* _Records provided_
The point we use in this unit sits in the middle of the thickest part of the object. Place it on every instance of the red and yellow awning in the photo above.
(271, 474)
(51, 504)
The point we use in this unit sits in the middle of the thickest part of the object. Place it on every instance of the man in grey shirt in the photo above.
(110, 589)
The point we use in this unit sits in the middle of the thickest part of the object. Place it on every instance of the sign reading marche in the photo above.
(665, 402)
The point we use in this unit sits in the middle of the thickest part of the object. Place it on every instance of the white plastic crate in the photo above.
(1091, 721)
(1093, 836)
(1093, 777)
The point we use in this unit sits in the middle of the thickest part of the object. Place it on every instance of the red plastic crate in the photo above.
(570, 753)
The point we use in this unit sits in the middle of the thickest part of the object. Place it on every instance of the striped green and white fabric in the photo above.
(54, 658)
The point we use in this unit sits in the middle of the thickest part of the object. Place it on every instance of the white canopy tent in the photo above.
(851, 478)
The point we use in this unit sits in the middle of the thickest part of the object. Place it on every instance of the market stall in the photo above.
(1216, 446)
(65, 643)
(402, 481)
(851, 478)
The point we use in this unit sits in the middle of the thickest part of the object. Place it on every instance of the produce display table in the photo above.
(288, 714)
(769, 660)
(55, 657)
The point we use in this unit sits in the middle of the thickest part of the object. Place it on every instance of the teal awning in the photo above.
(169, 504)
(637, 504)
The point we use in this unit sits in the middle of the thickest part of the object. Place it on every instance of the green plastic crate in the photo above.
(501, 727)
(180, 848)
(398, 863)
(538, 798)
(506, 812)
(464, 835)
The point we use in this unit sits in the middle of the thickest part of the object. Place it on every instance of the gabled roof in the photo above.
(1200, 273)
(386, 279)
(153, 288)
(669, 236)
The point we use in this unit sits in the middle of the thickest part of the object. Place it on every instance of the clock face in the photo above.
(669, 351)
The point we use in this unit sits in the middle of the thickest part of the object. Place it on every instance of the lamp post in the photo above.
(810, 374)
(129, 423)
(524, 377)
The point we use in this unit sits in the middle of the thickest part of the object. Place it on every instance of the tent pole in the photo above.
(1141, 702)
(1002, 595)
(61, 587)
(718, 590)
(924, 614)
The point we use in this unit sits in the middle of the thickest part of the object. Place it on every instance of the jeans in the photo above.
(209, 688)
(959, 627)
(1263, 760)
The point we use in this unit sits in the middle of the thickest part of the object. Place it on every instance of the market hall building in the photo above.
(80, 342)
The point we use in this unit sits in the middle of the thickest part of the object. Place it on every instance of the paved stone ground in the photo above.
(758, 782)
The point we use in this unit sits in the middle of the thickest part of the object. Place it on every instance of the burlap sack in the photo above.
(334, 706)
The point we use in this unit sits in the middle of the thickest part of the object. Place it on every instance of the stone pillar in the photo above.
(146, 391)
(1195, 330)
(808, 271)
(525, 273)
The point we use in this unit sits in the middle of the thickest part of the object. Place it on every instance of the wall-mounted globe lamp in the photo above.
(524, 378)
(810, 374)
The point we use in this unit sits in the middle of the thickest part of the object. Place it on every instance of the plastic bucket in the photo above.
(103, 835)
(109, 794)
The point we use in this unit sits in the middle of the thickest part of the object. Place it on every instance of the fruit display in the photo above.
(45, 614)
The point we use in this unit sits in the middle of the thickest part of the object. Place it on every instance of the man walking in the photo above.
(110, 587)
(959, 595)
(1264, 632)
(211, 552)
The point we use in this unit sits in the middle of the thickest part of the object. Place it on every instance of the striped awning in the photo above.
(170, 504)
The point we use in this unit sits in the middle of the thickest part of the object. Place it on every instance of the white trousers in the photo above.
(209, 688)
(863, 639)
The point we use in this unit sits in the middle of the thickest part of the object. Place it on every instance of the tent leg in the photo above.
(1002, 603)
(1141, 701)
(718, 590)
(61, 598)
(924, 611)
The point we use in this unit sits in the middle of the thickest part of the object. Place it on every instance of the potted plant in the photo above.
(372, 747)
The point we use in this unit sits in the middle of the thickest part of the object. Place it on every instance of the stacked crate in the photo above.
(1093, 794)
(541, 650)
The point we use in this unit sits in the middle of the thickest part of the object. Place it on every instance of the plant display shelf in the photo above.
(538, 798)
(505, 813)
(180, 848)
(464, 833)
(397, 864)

* _Directions_
The required result is a verbatim copy of all the entries.

* _Response box_
The point we use in this unit sits in the middle of the thickest part of the object. Place it on every instance of the red and yellow awning in the photo above.
(271, 474)
(51, 504)
The point we use in this unit sits in the middle of the thickest part of the object. Place it on every instance of the man in grey shirt in the photo above.
(110, 589)
The point we use in this unit sits in the middle of the thickest part of the object. Place it on every instance of the sign reading marche in the photo above.
(665, 402)
The point we use in this unit sits in the middle of the thickest part of the object. Place it on every instance of the white plastic crate in the photo above.
(1091, 721)
(1093, 836)
(1093, 777)
The point we use in this unit sits in the middle of the thickest part of the object. Place it on every instance of the red plastic crate in the photo above.
(570, 753)
The point we use in this unit sits in the middle of the thickest part of the object. Place it on every instance of the striped green and white fabric in the photo above.
(54, 658)
The point we use in this unit sits in the middle of the thickest part of the object. Place it on every instance of the white canopy tent in the photo above.
(851, 478)
The point we use in this unit sits in the middle of the thickest part of the object. Place it on every instance of the market stall in the photo above.
(1216, 446)
(65, 643)
(402, 481)
(851, 478)
The point we use in this unit sits in the middle of the thickest part of the object. Place it on every instance of the produce display table in the photo above.
(288, 714)
(769, 660)
(55, 657)
The point we use in this unit sits in the middle of the thickest part of the object. Place it on every instance of the teal awning in the photo above.
(169, 504)
(637, 504)
The point we use in this unit sits in the middle of the thickest part of the object. Place it on every instance of the green plastic crate in the photo above.
(501, 727)
(180, 848)
(398, 863)
(538, 798)
(506, 812)
(464, 835)
The point we use in this unit sits in the middle of the thickest part of the object. Place it on every instance of the gabled roof in the photo above.
(1200, 273)
(386, 279)
(153, 288)
(669, 236)
The point we use in this unit sits in the middle of the thickest part of the object. Place it on every instance of the clock face in the photo above.
(669, 351)
The point we use in this unit sits in the middle of the thickest part of the object. Place it on every instance of the lamp post in the photo above.
(810, 374)
(129, 423)
(524, 377)
The point we use in this unit sits in the middle of the thickest part of the object. Place it on every instance of the tent pole in the photo above.
(1141, 702)
(1002, 595)
(61, 587)
(718, 590)
(924, 614)
The point we use in this unit sits in the middle of the thickest part of the object. Place it on every instance of the jeans in the photo above.
(209, 688)
(959, 627)
(1263, 760)
The point we use in this unit sits in the middle of the thickest part of the object. Place it on every instance of the market hall building in the photo above.
(80, 342)
The point we use in this unit sits in the middle of the thickest part of the object. Place it on every instance of the paved stone ground in the photo above.
(758, 782)
The point we use in this unit sits in the middle of the thickest part of the object. Place it on every instance of the burlap sack in the photo above.
(334, 706)
The point we use in this unit sits in the middle of the thickest part of the object. Place it on every instance of the stone pillar in the photo above.
(146, 391)
(1195, 330)
(808, 271)
(525, 273)
The point we use in this unit sits in the middle of the thickest part of the object. Place it on every instance of the wall-mounted globe lamp in the photo above.
(524, 378)
(810, 374)
The point we use in this unit sits in the middle of the thickest part of the object. Place it on every instance of the plastic bucket in the photo above.
(103, 835)
(109, 794)
The point we use in this unit sits in the middle of the thickest part of the object. Place it on every instance of the fruit display in the photo above.
(45, 614)
The point we use in this unit sits in the middle of the thickest part of the object. Place it on every instance of the man walking in the photo above.
(110, 587)
(959, 595)
(1264, 632)
(211, 552)
The point we use in this unit sits in the middle of the thickest part of the object. Place it on every instance of the striped awning in the photo above.
(170, 504)
The point we use in this unit sits in the middle of the thickest part of the object. Place it on every instance of the white trousers in the photo above.
(209, 688)
(863, 639)
The point we use in this unit sits in the middle of the thickest part of the object. Place it on every instance of the tent leg in the photo above.
(1002, 603)
(1141, 701)
(718, 590)
(61, 598)
(924, 611)
The point we use in this unit sits in the middle of the thickest part of the object. Place it on every instance of the potted plant in the photo above.
(372, 747)
The point we use in this unit sits in the middle of the thickest part of the object. Place it on every instance of the stacked crate in the photo above.
(1093, 794)
(541, 650)
The point we use in this unit sits in the middle of the thickest part of the object. Place it on every instance of the plant display shelf in the photo above.
(538, 798)
(505, 813)
(180, 848)
(464, 833)
(397, 864)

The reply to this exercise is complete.